| Aufgabe |
Ändere die folgenden Einträge, indem du „cargo ship“ durch „freighter“ ersetzt, und gib sie ansonsten unverändert wieder.

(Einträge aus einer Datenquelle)
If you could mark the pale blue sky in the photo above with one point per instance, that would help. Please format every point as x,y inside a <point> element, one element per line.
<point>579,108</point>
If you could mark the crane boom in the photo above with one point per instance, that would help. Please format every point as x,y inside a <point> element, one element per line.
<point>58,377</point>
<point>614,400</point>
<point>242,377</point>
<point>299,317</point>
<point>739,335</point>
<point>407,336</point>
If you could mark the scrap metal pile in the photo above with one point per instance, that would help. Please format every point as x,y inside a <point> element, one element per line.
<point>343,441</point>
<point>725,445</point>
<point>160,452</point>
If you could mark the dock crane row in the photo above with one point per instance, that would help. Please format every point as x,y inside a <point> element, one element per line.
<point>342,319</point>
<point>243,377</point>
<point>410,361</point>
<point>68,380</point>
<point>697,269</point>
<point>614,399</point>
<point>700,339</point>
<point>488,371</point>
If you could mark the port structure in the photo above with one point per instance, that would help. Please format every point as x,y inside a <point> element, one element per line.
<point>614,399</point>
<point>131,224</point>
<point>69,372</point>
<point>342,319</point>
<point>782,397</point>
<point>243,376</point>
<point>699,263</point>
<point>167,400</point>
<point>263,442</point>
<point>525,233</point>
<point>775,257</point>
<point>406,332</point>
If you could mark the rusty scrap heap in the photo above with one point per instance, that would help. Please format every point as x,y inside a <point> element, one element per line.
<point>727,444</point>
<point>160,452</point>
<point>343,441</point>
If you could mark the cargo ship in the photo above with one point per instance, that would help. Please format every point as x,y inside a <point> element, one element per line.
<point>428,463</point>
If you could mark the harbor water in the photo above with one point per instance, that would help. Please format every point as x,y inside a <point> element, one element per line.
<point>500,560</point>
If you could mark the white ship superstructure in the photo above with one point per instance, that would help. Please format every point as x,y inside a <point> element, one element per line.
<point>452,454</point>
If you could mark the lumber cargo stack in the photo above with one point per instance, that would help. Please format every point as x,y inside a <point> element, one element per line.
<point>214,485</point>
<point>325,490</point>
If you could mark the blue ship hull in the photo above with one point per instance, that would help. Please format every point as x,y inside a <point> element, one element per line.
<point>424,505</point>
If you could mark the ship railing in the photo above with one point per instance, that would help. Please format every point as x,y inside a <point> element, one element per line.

| Antwort |
If you could mark the pale blue sky in the photo above with one point per instance, that would help. Please format every point as x,y inside a <point> element, one element per line.
<point>579,108</point>
If you could mark the crane boom in the photo above with one point per instance, that would help. Please format every point as x,y inside a <point> element, one element per line.
<point>58,377</point>
<point>614,400</point>
<point>242,377</point>
<point>299,317</point>
<point>739,335</point>
<point>407,336</point>
If you could mark the scrap metal pile in the photo above with one point per instance, that would help. Please format every point as x,y inside a <point> element, one element per line.
<point>343,441</point>
<point>725,445</point>
<point>160,452</point>
If you could mark the dock crane row in the photo above with one point per instance, that would help. Please format every point as x,y inside a <point> element, one element per line.
<point>342,319</point>
<point>243,377</point>
<point>410,361</point>
<point>68,380</point>
<point>697,269</point>
<point>614,399</point>
<point>700,339</point>
<point>488,371</point>
If you could mark the port structure in the photo above with one point per instance, that would help. Please format every point as x,y inside a <point> element, one element per line.
<point>614,399</point>
<point>131,224</point>
<point>69,372</point>
<point>342,319</point>
<point>782,397</point>
<point>243,376</point>
<point>699,263</point>
<point>167,400</point>
<point>263,442</point>
<point>525,233</point>
<point>775,257</point>
<point>406,332</point>
If you could mark the rusty scrap heap in the photo above with one point per instance, that would help. Please format every point as x,y inside a <point> element, one element per line.
<point>727,444</point>
<point>160,452</point>
<point>343,441</point>
If you could mark the freighter in the photo above with one point per instance, that would help. Please format every point as x,y inside a <point> element, one element per line.
<point>428,463</point>
If you could mark the harbor water in the photo above with one point per instance, that would help. Please format every point as x,y inside a <point> element, one element per line.
<point>500,560</point>
If you could mark the white ship superstructure in the photo above with one point per instance, that would help. Please format every point as x,y inside a <point> element, one element per line.
<point>452,454</point>
If you could mark the lumber cargo stack in the photo above with one point per instance, that would help. Please format every point as x,y inside a <point> element, one element per line.
<point>214,485</point>
<point>325,490</point>
If you could mark the blue ship hull in the photo above with one point per instance, that would help. Please format every point as x,y inside a <point> element, one element per line.
<point>424,505</point>
If you could mark the ship railing in the photo above with one point per instance, that would help. Please format every point as x,y inside a <point> element, one element per line.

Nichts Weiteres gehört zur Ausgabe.